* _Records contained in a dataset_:
****************
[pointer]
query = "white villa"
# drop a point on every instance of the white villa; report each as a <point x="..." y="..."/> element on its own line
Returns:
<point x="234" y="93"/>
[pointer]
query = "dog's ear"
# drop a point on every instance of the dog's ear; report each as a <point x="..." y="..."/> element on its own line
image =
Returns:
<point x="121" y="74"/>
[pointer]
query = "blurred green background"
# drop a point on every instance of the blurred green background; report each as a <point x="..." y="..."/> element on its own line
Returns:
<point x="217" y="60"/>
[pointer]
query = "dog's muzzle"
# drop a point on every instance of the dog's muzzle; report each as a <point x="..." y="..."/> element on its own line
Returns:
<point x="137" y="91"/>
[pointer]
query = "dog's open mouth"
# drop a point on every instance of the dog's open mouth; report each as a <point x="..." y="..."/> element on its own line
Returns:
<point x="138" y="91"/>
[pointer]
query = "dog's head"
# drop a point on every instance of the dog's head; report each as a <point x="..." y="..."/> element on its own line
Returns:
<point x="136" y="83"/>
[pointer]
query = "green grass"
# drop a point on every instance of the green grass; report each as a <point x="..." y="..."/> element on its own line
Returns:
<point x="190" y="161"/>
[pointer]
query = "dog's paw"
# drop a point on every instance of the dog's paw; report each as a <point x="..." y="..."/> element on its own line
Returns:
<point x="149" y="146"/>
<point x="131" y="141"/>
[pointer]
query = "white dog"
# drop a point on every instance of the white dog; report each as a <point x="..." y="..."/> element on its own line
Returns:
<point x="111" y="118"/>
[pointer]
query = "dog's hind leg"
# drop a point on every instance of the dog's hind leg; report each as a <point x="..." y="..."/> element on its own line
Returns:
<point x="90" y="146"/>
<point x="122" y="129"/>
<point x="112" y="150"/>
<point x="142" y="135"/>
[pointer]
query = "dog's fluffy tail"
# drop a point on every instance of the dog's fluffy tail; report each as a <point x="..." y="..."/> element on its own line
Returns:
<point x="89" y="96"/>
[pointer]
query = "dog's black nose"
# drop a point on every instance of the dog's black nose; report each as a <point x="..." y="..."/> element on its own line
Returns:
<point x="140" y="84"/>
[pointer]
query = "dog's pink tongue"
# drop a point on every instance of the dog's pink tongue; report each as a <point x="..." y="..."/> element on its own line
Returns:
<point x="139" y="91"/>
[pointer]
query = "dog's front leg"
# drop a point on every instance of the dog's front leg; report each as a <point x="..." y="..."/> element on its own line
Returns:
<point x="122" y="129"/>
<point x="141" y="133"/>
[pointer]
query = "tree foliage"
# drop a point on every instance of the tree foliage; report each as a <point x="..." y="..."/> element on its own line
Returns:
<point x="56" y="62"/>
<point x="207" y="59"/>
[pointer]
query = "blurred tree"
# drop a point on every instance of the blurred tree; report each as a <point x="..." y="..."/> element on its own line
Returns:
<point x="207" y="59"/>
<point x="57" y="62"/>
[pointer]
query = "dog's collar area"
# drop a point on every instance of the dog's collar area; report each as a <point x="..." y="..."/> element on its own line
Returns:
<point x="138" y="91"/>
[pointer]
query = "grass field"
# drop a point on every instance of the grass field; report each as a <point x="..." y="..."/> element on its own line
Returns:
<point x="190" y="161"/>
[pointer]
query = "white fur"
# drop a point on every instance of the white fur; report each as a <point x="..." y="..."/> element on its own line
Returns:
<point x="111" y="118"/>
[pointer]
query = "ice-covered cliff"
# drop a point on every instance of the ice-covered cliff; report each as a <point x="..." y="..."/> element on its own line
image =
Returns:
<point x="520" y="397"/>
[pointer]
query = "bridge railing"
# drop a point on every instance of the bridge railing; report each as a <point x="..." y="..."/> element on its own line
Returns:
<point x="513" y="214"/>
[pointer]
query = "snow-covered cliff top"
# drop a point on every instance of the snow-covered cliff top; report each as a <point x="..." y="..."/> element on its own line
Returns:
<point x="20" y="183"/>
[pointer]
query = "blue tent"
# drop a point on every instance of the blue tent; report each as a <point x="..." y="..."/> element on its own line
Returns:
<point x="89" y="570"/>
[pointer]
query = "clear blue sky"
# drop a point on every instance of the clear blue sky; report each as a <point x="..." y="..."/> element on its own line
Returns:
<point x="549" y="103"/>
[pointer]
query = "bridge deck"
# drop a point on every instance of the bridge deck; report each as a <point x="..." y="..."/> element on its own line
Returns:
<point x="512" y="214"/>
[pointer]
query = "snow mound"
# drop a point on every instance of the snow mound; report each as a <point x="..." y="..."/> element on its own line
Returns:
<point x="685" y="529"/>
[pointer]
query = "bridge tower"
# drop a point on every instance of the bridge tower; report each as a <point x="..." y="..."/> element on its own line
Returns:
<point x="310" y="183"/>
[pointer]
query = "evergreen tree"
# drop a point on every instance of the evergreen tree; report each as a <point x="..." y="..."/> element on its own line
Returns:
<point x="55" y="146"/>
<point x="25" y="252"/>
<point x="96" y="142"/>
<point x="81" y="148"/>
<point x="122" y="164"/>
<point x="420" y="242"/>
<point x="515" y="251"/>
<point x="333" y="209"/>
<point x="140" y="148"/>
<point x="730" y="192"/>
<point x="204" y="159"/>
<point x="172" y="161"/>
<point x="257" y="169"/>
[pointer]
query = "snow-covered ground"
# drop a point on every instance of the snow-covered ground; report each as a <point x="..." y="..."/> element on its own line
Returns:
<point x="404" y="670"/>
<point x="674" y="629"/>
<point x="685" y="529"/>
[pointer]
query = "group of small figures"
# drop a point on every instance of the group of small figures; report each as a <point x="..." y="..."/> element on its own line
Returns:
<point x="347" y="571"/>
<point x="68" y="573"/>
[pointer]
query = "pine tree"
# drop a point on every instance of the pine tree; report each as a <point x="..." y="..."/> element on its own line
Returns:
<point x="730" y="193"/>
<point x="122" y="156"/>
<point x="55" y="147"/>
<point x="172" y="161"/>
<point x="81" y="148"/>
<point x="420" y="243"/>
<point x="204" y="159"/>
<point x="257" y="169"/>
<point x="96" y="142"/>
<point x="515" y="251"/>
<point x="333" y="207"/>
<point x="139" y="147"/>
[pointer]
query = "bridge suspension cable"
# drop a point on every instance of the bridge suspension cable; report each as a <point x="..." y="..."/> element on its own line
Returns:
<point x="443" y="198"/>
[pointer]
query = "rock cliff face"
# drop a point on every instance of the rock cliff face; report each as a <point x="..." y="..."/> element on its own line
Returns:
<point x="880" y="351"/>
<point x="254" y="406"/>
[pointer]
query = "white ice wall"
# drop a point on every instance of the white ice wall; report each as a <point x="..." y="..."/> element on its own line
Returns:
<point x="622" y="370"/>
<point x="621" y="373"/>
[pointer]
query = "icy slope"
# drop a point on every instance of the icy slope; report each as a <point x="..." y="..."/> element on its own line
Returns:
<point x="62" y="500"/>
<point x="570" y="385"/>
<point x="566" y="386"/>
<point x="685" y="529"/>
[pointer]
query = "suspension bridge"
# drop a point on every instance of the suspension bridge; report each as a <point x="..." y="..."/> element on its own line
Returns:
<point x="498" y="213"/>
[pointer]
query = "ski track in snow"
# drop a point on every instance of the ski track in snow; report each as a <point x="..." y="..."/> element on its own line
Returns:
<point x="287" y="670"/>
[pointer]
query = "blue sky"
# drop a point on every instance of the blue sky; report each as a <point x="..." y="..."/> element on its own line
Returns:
****************
* _WHAT IS EXPECTED_: Only lines containing "deck" belong in the answer; copy every such line from the records.

* _SOLUTION FOR THIS EXERCISE_:
query = "bridge deck"
# drop a point on every instance of the bridge deck; report each as a <point x="..." y="..."/> element on its own line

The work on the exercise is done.